_Assignment_.
Transcribe the records that follow, keeping every word as it stands.

_Data records_.
########
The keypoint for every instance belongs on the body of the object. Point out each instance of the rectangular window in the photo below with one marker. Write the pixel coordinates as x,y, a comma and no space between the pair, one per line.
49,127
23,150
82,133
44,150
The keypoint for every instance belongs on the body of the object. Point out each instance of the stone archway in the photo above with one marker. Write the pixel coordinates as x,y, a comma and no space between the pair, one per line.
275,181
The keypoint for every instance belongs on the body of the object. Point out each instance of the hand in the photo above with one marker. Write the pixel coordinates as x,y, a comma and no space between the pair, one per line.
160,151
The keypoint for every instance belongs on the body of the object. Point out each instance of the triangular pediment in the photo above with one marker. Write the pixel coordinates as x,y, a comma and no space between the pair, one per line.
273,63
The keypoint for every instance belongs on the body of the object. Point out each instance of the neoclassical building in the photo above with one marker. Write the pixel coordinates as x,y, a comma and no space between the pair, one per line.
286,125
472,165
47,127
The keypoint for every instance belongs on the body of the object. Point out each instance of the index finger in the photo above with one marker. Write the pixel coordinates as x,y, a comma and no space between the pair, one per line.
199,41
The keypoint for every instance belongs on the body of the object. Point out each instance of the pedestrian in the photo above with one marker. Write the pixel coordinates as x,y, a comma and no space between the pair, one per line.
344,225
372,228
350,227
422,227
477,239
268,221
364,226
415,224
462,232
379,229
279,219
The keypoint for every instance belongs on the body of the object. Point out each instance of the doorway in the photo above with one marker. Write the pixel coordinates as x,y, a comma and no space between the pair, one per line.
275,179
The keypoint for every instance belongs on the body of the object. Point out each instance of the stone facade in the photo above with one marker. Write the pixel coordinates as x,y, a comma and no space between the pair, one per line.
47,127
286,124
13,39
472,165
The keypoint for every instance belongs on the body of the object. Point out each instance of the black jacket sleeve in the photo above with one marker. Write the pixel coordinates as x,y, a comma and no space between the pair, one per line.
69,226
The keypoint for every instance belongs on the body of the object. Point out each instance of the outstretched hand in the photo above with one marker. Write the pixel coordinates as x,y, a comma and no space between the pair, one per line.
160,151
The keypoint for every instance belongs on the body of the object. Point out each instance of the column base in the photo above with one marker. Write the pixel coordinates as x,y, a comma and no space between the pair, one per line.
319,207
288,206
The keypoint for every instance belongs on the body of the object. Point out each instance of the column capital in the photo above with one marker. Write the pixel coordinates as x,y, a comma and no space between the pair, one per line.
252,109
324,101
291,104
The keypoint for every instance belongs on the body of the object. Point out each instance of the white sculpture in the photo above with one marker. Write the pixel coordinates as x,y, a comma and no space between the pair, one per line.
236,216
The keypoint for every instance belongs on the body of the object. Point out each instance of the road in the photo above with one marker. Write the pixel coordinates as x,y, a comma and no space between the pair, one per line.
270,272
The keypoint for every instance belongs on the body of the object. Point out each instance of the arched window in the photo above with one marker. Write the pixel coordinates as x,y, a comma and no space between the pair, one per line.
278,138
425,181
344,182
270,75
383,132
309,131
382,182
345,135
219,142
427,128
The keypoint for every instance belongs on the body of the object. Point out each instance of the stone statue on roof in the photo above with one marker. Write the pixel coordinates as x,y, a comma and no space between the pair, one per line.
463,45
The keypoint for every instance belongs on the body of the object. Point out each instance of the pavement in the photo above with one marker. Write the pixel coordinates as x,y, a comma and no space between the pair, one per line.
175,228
########
_Response area_.
The keypoint for every instance belongs on the body of the object. Point out each instance of the rectangular window in the photo below with one marker. Write the pixel coordinates as x,y, a comma and no space between the pair, one per line.
49,127
23,150
82,133
44,150
The keypoint for every instance belongs on the body of the object. Point out each instance of the stone archway in the photo above with one marker. Write the pixel coordinates as x,y, a comma and no space between the pair, one per line.
275,181
The keypoint for every instance belongs on the body of the object. Point out each instance of the hand in the photo above with one marker. Write the pixel coordinates as x,y, a comma and no space between the pair, one per line.
160,151
The keypoint for every instance belongs on the body of the object. Point out each instance of the triangular pediment in the photo above with one marker. Write the pixel coordinates as x,y, a comma and no space between the pair, one per line.
273,63
The keypoint for every instance belongs on the body of the object. Point out each instance of the neoclassical building in the photo above with one marker. Write the pixel coordinates as x,y, a comma and no space between the pair, one per line.
286,125
472,165
47,127
The keypoint for every instance belongs on the body of the object. Point out each instance of the index finger in the photo above with one marker. Write the pixel coordinates as x,y, a comma and no space between the pair, one per line.
199,41
The keypoint for every instance belongs on the body of the object. Point out each instance of the pedestrian in the photo above with one marker. Write the pixel coordinates as x,y, a comma and no space between the pair, one per line.
344,225
372,228
350,227
422,227
477,239
268,221
364,226
415,224
462,232
379,229
279,219
The keypoint for every instance belongs on the body of the object. Point out each instance of the doorway in the photo above with one marker. Write the pixel coordinates as x,y, a comma and no space between the pair, one per line.
275,179
The keypoint for every instance belongs on the body of the object. Point out each instance of the stone facade in the photo above with one marker. Write the pixel coordinates as x,y, a comma and no space between the pair, one per line.
47,127
286,124
13,39
472,165
The keypoint for every instance belongs on the body of the object. Point out each instance of the black jacket sleeve in the photo above with one marker. Write the pixel coordinates as x,y, a comma and no space between the pair, one per line.
69,226
The keypoint for every instance belongs on the body of the object. Point out each instance of the outstretched hand in the photo above with one marker. Write the pixel coordinates as x,y, a comma and no space between the pair, one per line.
160,151
The keypoint for every instance belongs on the body of the object. Point out each instance of the column base in the photo above with one marker. Write the pixel coordinates as x,y, a comma and no space between the pair, one per line.
319,207
288,206
The keypoint for every instance belongs on the body of the object. Point out each instance of the column capital in the photo above with one marker. Write the pixel coordinates as x,y, a comma and no space between the pair, one per line.
252,109
324,101
291,104
The keypoint for every instance belongs on the body of the object. Point out each instance of the white sculpture in the photo above with one marker. Write the pixel coordinates as x,y, a comma and no space between the pair, one per line.
236,216
The keypoint for every instance belongs on the body of the object. Point out each instance of the road in the photo above with one marker. Write the pixel coordinates as x,y, a comma and no space between the pair, one per line.
270,272
The keypoint for every instance belongs on the body of the object. Point out each instance of the arched window in the photo above with one marker. Write the pixel coordinates as x,y, a comma and no space between the pair, one per line.
278,138
425,181
344,182
270,75
383,132
309,131
382,182
345,135
219,142
427,128
The keypoint for every instance belongs on the body of the object. Point out each instance of the stone statue on roof in the photo above with one marker. Write the pixel coordinates as x,y, a comma and no space between the pair, one per line.
463,45
The keypoint for every instance belongs on the body of the object. Point out each instance of the pavement in the photo above with one marker. Write the pixel coordinates as x,y, a comma and no space between the pair, one per line.
175,228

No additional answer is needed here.